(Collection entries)

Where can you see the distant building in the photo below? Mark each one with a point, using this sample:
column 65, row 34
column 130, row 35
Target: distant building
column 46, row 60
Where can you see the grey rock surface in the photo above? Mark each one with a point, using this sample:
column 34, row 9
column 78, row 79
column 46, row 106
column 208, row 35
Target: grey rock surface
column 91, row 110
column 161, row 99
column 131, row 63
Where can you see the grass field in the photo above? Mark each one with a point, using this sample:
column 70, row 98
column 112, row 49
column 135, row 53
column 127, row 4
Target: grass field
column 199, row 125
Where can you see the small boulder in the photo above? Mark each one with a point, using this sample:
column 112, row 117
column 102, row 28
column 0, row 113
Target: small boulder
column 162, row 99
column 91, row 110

--

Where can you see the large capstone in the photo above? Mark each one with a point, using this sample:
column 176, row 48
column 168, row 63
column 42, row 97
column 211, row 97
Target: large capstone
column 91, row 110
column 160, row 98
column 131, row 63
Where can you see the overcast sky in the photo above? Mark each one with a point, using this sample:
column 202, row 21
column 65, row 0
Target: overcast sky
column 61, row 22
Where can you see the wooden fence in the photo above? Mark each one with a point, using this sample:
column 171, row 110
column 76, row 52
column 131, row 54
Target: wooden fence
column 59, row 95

==

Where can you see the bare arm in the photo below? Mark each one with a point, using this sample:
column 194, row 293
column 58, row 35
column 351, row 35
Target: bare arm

--- Task statement ---
Extract every line of the records above that contains the word "Where", and list those lines in their original order.

--- Answer to the exercise ---
Where can you see the distant building in the photo below? Mark each one with a point, using this sample:
Where can you see the grey rock surface in the photo above? Mark each one with a point, using this sample:
Where can you see the grass field in the photo above? Mark each one with a point, using this sample:
Where can you see the small boulder in the photo above? Mark each one with a point, using this sample:
Where can you see the large capstone in the photo above? Mark each one with a point, using this sample:
Where can you see the overcast sky in the photo above? Mark each one with a point, using this sample:
Where can you see the wooden fence in the photo above? Mark each one with a point, using this sample:
Where can you see the bare arm in the photo below? Mark each one with a point, using this sample:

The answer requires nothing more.